■ Task directions:
Copy out all the records exactly.

BEGIN

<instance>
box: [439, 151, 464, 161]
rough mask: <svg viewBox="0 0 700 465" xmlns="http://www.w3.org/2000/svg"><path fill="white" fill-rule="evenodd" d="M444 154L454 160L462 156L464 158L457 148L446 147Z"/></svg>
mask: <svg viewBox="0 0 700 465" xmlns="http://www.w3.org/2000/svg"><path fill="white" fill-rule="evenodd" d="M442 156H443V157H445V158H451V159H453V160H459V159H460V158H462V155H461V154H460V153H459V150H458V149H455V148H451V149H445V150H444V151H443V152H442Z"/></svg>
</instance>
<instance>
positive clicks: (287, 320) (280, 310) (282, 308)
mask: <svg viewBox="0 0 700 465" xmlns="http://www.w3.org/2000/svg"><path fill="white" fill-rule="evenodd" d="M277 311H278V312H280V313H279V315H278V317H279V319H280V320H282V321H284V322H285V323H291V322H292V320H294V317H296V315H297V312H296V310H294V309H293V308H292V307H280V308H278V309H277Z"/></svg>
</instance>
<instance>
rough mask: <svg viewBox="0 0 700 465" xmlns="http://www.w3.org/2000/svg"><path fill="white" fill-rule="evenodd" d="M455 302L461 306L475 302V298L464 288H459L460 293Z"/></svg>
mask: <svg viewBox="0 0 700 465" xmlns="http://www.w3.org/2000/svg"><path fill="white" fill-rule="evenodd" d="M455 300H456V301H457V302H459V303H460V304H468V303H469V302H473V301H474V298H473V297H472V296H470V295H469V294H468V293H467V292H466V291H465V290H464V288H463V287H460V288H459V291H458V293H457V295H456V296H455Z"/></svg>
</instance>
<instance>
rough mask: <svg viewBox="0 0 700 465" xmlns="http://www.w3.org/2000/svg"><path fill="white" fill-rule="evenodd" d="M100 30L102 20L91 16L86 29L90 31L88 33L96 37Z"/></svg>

END

■ Answer below:
<instance>
box: [439, 151, 464, 161]
rough mask: <svg viewBox="0 0 700 465" xmlns="http://www.w3.org/2000/svg"><path fill="white" fill-rule="evenodd" d="M444 154L454 160L462 156L464 158L457 148L446 147Z"/></svg>
mask: <svg viewBox="0 0 700 465" xmlns="http://www.w3.org/2000/svg"><path fill="white" fill-rule="evenodd" d="M442 156H443V157H445V158H451V159H453V160H459V159H460V158H462V155H461V154H460V153H459V150H458V149H455V148H451V149H445V150H444V151H443V152H442Z"/></svg>
</instance>
<instance>
positive clicks: (287, 320) (280, 310) (282, 308)
mask: <svg viewBox="0 0 700 465" xmlns="http://www.w3.org/2000/svg"><path fill="white" fill-rule="evenodd" d="M277 311H278V312H280V313H279V315H278V317H279V319H280V320H282V321H284V322H285V323H291V322H292V320H294V317H296V315H297V312H296V310H294V309H293V308H292V307H280V308H278V309H277Z"/></svg>
</instance>
<instance>
rough mask: <svg viewBox="0 0 700 465" xmlns="http://www.w3.org/2000/svg"><path fill="white" fill-rule="evenodd" d="M455 302L461 306L475 302V298L464 288H459L460 293Z"/></svg>
mask: <svg viewBox="0 0 700 465" xmlns="http://www.w3.org/2000/svg"><path fill="white" fill-rule="evenodd" d="M455 300H456V301H457V302H459V303H460V304H468V303H469V302H473V301H474V298H473V297H472V296H470V295H469V294H468V293H467V292H466V291H465V290H464V288H463V287H460V288H459V291H458V293H457V295H456V296H455Z"/></svg>
</instance>
<instance>
rough mask: <svg viewBox="0 0 700 465" xmlns="http://www.w3.org/2000/svg"><path fill="white" fill-rule="evenodd" d="M100 30L102 20L91 16L86 29L90 31L88 33L96 37Z"/></svg>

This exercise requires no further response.